Dataset records –

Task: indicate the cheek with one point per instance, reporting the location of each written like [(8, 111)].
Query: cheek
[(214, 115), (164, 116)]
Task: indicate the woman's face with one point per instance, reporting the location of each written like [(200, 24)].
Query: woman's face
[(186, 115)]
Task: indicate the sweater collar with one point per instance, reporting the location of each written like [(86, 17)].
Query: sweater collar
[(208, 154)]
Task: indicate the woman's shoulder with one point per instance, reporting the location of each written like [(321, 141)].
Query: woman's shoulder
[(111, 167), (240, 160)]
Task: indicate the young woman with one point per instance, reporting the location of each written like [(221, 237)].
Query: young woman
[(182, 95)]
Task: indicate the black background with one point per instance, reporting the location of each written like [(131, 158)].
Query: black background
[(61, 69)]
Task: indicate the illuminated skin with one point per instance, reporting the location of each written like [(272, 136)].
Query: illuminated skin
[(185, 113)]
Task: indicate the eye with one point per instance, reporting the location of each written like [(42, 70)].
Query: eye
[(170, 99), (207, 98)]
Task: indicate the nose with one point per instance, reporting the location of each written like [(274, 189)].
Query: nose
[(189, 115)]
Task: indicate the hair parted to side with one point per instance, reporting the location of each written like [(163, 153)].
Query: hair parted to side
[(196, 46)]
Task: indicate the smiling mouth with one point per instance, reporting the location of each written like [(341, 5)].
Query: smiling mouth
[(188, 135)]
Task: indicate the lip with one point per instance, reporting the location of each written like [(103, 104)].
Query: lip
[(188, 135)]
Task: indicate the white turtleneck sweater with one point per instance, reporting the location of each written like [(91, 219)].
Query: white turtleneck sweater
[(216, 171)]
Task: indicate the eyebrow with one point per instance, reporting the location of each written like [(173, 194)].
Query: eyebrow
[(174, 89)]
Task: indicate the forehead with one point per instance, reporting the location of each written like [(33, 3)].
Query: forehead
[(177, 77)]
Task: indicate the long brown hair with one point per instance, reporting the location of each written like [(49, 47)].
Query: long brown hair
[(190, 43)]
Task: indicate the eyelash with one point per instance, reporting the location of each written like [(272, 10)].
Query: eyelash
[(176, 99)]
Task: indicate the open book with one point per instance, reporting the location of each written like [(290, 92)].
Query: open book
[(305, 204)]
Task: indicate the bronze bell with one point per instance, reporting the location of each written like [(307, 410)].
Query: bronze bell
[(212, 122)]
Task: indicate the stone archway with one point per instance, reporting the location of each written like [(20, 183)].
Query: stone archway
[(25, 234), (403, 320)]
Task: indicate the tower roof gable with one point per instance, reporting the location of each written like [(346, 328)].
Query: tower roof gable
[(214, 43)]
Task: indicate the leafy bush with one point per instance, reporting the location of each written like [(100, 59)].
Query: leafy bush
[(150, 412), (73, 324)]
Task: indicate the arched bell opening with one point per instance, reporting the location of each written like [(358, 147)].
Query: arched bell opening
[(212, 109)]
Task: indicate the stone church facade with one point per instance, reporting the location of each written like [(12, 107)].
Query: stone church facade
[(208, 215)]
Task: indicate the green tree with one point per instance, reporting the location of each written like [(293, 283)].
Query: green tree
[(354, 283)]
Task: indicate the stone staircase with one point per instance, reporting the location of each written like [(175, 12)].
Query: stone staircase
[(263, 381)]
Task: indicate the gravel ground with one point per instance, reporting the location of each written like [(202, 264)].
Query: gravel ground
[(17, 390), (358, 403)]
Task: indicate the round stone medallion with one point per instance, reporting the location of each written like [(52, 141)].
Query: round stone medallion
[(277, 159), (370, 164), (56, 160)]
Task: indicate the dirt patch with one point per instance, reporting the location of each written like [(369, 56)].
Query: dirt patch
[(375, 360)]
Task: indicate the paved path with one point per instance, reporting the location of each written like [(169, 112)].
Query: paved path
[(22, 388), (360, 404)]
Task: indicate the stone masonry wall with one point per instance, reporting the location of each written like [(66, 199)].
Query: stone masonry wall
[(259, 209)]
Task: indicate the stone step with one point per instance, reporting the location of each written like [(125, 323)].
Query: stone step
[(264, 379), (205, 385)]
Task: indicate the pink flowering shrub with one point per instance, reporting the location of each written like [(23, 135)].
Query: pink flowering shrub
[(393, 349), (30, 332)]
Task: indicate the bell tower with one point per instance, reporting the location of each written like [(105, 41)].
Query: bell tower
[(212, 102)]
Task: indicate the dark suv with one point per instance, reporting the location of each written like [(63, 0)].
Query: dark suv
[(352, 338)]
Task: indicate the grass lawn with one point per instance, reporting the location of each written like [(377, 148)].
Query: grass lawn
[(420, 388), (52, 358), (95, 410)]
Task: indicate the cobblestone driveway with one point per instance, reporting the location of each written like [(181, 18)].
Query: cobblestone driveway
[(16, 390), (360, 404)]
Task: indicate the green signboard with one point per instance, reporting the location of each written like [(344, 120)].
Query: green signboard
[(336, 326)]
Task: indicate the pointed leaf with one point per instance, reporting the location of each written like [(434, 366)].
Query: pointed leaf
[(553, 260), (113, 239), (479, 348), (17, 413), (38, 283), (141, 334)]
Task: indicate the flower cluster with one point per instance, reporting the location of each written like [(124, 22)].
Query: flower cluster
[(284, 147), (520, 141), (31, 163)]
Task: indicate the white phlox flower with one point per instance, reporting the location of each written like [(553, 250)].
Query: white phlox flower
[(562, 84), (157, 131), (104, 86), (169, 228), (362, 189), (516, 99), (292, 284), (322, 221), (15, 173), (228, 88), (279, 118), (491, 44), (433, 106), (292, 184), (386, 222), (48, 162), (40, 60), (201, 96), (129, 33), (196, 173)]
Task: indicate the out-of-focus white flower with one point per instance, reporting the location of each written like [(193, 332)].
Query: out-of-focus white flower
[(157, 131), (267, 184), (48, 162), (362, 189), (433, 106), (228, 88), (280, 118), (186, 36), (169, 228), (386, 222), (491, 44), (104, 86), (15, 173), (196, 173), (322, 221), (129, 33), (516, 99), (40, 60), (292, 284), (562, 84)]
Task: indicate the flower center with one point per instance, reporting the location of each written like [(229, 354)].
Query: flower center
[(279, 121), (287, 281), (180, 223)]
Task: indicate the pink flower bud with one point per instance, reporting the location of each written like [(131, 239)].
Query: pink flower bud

Work to be completed – Beginning with the line that contains "Task: indicate the flower center", repeat every line through the end of the records and nothing more.

Answer to the exercise –
Task: indicate the flower center with one point per instance, reporting the location of each written like [(229, 354)].
Query: flower center
[(279, 121), (287, 281), (180, 223)]
Task: indicate the pink flower bud with one point per instance, reporting the location of each written like [(131, 239)].
Query: pink flower bud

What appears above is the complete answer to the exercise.